Referring expression data
::::::::
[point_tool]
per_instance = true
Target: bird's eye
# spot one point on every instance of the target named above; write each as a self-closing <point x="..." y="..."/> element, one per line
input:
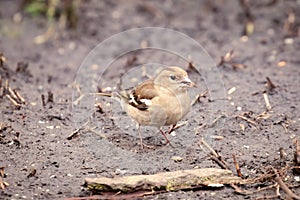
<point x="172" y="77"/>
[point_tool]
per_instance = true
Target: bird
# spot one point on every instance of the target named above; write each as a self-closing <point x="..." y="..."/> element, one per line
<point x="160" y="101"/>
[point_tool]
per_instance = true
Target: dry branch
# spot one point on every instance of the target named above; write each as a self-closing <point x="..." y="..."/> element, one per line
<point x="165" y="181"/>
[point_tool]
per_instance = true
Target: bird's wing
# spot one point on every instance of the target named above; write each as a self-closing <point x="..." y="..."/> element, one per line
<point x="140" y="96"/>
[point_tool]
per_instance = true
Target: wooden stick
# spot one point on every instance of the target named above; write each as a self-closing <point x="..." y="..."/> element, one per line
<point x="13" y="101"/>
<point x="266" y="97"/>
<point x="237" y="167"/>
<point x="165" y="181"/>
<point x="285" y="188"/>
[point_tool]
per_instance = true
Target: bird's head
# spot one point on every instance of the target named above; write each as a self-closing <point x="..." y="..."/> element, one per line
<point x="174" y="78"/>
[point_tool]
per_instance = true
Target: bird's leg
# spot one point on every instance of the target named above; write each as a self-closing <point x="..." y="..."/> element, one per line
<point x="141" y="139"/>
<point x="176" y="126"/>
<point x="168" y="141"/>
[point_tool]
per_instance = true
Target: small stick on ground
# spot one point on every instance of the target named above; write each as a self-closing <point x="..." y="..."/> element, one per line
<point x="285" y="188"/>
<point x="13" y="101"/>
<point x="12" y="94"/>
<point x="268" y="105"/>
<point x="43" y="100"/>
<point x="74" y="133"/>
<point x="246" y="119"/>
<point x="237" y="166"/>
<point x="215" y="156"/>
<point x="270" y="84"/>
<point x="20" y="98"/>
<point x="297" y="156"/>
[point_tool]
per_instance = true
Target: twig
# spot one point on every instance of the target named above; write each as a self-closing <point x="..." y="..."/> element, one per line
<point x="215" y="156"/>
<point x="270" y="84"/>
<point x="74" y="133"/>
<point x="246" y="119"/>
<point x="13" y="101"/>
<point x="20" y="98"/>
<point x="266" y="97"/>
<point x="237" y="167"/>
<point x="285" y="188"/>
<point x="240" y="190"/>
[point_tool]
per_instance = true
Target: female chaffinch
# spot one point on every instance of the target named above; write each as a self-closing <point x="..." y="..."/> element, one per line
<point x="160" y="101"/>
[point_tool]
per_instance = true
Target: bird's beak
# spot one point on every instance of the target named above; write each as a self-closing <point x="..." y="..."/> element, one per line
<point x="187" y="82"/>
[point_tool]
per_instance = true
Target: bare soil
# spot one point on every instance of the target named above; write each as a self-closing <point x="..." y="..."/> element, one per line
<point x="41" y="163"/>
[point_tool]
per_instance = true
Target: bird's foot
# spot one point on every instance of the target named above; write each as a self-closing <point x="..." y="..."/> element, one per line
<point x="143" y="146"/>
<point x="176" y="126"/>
::::::::
# BRIEF
Take every line from the data above that holds "stick" and copy it out.

# WRITTEN SOLUTION
Target: wooden stick
Target: small stick on ground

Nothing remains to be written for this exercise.